[EXERCISE DETAILS]
Output the data below in full, byte for byte. Nothing may differ.

[EXTRACTED ENTRIES]
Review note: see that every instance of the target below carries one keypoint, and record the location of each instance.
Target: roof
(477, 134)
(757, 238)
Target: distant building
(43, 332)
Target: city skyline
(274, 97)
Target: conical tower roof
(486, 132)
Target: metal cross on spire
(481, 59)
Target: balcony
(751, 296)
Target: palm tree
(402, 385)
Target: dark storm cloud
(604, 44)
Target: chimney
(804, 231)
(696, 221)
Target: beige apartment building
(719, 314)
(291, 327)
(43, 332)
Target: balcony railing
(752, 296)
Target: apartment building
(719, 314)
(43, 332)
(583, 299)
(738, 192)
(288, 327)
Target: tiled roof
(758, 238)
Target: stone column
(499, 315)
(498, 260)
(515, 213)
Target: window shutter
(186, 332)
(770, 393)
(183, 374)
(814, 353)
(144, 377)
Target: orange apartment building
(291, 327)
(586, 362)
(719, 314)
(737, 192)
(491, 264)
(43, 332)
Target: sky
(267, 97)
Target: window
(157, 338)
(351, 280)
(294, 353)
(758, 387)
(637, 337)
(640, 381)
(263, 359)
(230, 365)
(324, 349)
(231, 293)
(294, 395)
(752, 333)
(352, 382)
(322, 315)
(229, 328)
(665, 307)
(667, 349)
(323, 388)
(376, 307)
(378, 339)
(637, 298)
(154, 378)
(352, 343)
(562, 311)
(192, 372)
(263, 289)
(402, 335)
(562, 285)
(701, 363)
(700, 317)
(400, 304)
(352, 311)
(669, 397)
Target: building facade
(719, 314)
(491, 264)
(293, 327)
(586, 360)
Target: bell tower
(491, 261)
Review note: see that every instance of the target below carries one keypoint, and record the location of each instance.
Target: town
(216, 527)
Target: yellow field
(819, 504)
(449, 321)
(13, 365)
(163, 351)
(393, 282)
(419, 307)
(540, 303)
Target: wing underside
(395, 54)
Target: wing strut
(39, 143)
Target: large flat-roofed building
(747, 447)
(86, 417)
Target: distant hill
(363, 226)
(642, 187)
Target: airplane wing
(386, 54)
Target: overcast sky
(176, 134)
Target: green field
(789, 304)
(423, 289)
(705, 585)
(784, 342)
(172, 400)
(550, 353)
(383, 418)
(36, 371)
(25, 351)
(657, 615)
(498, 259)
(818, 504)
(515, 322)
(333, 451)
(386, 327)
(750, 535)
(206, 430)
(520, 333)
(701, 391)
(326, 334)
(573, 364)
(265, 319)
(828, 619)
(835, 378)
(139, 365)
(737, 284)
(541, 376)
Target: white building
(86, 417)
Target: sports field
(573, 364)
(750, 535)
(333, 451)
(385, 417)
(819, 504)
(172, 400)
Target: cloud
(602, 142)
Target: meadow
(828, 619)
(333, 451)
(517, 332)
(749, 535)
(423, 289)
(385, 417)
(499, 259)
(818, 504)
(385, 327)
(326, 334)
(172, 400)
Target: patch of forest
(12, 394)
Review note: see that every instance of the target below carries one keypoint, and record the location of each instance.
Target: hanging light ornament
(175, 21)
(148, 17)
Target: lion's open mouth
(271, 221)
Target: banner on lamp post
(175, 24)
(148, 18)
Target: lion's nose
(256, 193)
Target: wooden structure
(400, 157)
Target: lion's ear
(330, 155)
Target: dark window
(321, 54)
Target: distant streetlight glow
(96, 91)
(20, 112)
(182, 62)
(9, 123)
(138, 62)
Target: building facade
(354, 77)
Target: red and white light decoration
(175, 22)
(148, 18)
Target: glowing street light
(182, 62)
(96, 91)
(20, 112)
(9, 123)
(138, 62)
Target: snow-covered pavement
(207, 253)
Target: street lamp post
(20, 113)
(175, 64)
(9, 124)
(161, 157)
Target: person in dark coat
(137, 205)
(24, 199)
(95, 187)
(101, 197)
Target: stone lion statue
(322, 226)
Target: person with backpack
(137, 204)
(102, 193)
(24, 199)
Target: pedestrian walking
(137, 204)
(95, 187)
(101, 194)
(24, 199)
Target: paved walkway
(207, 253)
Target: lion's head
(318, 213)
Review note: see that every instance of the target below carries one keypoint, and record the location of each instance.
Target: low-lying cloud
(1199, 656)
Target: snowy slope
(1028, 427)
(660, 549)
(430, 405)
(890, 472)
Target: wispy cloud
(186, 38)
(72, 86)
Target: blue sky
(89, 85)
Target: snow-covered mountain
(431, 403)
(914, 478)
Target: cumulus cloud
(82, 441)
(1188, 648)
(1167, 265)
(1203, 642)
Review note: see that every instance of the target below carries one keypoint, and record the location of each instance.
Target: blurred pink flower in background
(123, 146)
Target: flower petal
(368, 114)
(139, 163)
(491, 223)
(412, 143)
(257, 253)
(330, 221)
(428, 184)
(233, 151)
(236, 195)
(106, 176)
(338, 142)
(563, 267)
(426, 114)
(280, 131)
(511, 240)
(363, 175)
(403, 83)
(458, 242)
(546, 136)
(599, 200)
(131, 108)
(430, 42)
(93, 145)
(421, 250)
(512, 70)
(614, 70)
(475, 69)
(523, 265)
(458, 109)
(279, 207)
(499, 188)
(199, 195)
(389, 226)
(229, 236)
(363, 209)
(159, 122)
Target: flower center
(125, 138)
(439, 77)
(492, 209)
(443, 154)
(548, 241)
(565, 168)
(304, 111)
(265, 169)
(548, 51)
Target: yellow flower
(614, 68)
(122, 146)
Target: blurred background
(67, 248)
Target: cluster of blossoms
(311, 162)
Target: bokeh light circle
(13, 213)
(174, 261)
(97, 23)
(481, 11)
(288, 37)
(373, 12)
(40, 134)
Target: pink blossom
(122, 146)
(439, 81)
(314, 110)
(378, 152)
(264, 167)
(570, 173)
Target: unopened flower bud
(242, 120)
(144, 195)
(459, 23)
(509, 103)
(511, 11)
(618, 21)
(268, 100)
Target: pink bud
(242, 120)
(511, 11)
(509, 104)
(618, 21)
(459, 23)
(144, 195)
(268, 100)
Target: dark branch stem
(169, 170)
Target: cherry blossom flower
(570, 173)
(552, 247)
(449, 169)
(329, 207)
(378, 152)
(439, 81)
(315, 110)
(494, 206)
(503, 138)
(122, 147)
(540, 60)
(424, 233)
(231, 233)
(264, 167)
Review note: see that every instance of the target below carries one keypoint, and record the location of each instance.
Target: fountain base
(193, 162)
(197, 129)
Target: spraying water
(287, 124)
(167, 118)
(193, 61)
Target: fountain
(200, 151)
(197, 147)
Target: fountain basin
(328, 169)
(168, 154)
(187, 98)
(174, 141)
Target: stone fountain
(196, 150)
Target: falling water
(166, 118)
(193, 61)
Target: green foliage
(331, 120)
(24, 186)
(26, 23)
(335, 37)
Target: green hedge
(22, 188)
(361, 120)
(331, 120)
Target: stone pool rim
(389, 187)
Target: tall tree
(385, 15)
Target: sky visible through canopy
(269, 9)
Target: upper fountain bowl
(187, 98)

[COMPLETE ANSWER]
Review note: see that every instance of the target below carries one keypoint, and record the location of each instance.
Target: roof
(477, 134)
(757, 238)
Target: distant building
(43, 332)
Target: city skyline
(274, 97)
Target: conical tower roof
(486, 132)
Target: metal cross on spire
(481, 59)
Target: balcony
(751, 296)
Target: palm tree
(402, 385)
Target: dark storm cloud
(604, 44)
Target: chimney
(804, 231)
(696, 221)
Target: beige apartment building
(719, 314)
(291, 327)
(43, 332)
Target: balcony railing
(752, 296)
Target: apartment building
(719, 314)
(43, 332)
(583, 299)
(738, 192)
(288, 327)
Target: tiled roof
(758, 238)
Target: stone column
(499, 315)
(498, 260)
(515, 213)
Target: window shutter
(186, 332)
(770, 393)
(183, 374)
(814, 353)
(144, 377)
Target: orange apartment building
(291, 327)
(586, 362)
(719, 314)
(737, 192)
(491, 264)
(43, 332)
Target: sky
(267, 97)
Target: window
(157, 338)
(351, 280)
(294, 353)
(758, 387)
(637, 337)
(640, 381)
(263, 359)
(230, 365)
(324, 349)
(231, 293)
(294, 395)
(752, 333)
(352, 382)
(322, 315)
(229, 328)
(665, 307)
(667, 349)
(323, 388)
(376, 307)
(378, 339)
(637, 298)
(154, 378)
(352, 343)
(562, 311)
(192, 372)
(263, 289)
(402, 335)
(562, 285)
(701, 363)
(700, 317)
(400, 304)
(352, 311)
(669, 397)
Target: building facade
(719, 314)
(491, 264)
(293, 327)
(586, 360)
Target: bell tower
(491, 261)
Review note: see that every instance of the target below carries one keypoint, and record the location of each instance.
Target: town
(216, 527)
Target: yellow field
(819, 504)
(449, 321)
(13, 365)
(163, 351)
(393, 282)
(419, 307)
(540, 303)
Target: wing underside
(395, 54)
Target: wing strut
(39, 143)
Target: large flat-roofed building
(747, 447)
(86, 417)
Target: distant hill
(363, 226)
(642, 187)
Target: airplane wing
(386, 54)
Target: overcast sky
(176, 134)
Target: green field
(789, 304)
(423, 289)
(705, 585)
(784, 342)
(172, 400)
(550, 353)
(383, 418)
(36, 371)
(25, 351)
(657, 615)
(498, 259)
(818, 504)
(515, 322)
(333, 451)
(386, 327)
(750, 535)
(206, 430)
(520, 333)
(701, 391)
(326, 334)
(573, 364)
(265, 319)
(828, 619)
(835, 378)
(139, 365)
(737, 284)
(541, 376)
Target: white building
(86, 417)
Target: sports field
(573, 364)
(750, 535)
(333, 451)
(385, 417)
(819, 504)
(172, 400)
Target: cloud
(602, 142)
Target: meadow
(828, 619)
(333, 451)
(517, 332)
(749, 535)
(423, 289)
(385, 417)
(499, 259)
(818, 504)
(385, 327)
(326, 334)
(172, 400)
Target: patch of forest
(12, 394)
Review note: see that every instance of the target below carries one keypoint, and record the location of each instance.
Target: hanging light ornament
(175, 21)
(148, 17)
Target: lion's open mouth
(271, 221)
Target: banner on lamp post
(175, 24)
(148, 18)
Target: lion's nose
(256, 193)
Target: wooden structure
(400, 157)
Target: lion's ear
(330, 155)
Target: dark window
(321, 54)
Target: distant streetlight glow
(96, 91)
(20, 112)
(182, 62)
(9, 123)
(138, 62)
Target: building facade
(354, 77)
Target: red and white light decoration
(175, 22)
(148, 18)
Target: glowing street light
(182, 62)
(96, 91)
(20, 112)
(9, 123)
(138, 62)
Target: snow-covered pavement
(207, 253)
Target: street lamp post
(20, 113)
(175, 64)
(9, 124)
(161, 157)
Target: person in dark coat
(137, 205)
(24, 199)
(95, 187)
(101, 197)
Target: stone lion statue
(322, 226)
Target: person with backpack
(137, 204)
(102, 193)
(24, 199)
Target: pedestrian walking
(137, 204)
(95, 187)
(101, 194)
(24, 199)
Target: paved walkway
(207, 253)
Target: lion's head
(318, 213)
Review note: see that every instance of the target below carries one keypoint, and record the location of each instance.
Target: low-lying cloud
(1199, 656)
Target: snowy slope
(1028, 427)
(660, 549)
(430, 405)
(890, 472)
Target: wispy cloud
(186, 38)
(72, 86)
Target: blue sky
(89, 85)
Target: snow-covered mountain
(431, 403)
(914, 478)
Target: cumulus cloud
(82, 441)
(1188, 648)
(1167, 265)
(1203, 642)
Review note: see that every instance of the target below carries one keypoint, and record the location of each instance.
Target: blurred pink flower in background
(123, 146)
Target: flower petal
(368, 114)
(139, 163)
(491, 223)
(412, 143)
(257, 253)
(330, 221)
(428, 184)
(233, 151)
(236, 195)
(106, 176)
(338, 142)
(563, 267)
(426, 114)
(280, 131)
(511, 240)
(363, 175)
(403, 83)
(458, 242)
(546, 136)
(599, 200)
(131, 108)
(430, 42)
(93, 145)
(421, 250)
(512, 70)
(614, 70)
(475, 69)
(523, 265)
(458, 109)
(279, 207)
(499, 188)
(199, 195)
(389, 226)
(229, 236)
(363, 209)
(159, 122)
Target: flower center
(125, 138)
(439, 77)
(492, 209)
(443, 154)
(548, 241)
(565, 168)
(304, 111)
(265, 169)
(548, 51)
Target: yellow flower
(614, 68)
(122, 146)
Target: blurred background
(67, 248)
Target: cluster of blossoms
(311, 162)
Target: bokeh light circle
(13, 213)
(174, 261)
(97, 23)
(481, 11)
(288, 37)
(373, 12)
(40, 134)
Target: pink blossom
(122, 146)
(439, 81)
(314, 110)
(378, 152)
(264, 167)
(570, 173)
Target: unopened flower bud
(242, 120)
(144, 195)
(459, 23)
(509, 103)
(511, 11)
(618, 21)
(268, 100)
Target: pink bud
(242, 120)
(511, 11)
(509, 104)
(618, 21)
(459, 23)
(144, 195)
(268, 100)
Target: dark branch stem
(169, 170)
Target: cherry blossom flower
(570, 173)
(552, 247)
(449, 169)
(329, 207)
(378, 152)
(439, 81)
(315, 110)
(494, 206)
(503, 138)
(122, 147)
(540, 60)
(424, 233)
(231, 233)
(264, 167)
Review note: see that every instance of the target below carries one keypoint, and record the location of each instance.
Target: fountain base
(193, 162)
(197, 129)
Target: spraying water
(287, 124)
(167, 118)
(193, 61)
Target: fountain
(200, 151)
(197, 147)
Target: fountain basin
(328, 169)
(168, 154)
(187, 98)
(174, 141)
Target: stone fountain
(196, 150)
Target: falling water
(166, 118)
(193, 61)
Target: green foliage
(331, 120)
(24, 186)
(26, 23)
(335, 37)
Target: green hedge
(22, 188)
(361, 120)
(331, 120)
Target: stone pool rim
(389, 187)
Target: tall tree
(385, 15)
Target: sky visible through canopy
(269, 9)
Target: upper fountain bowl
(187, 98)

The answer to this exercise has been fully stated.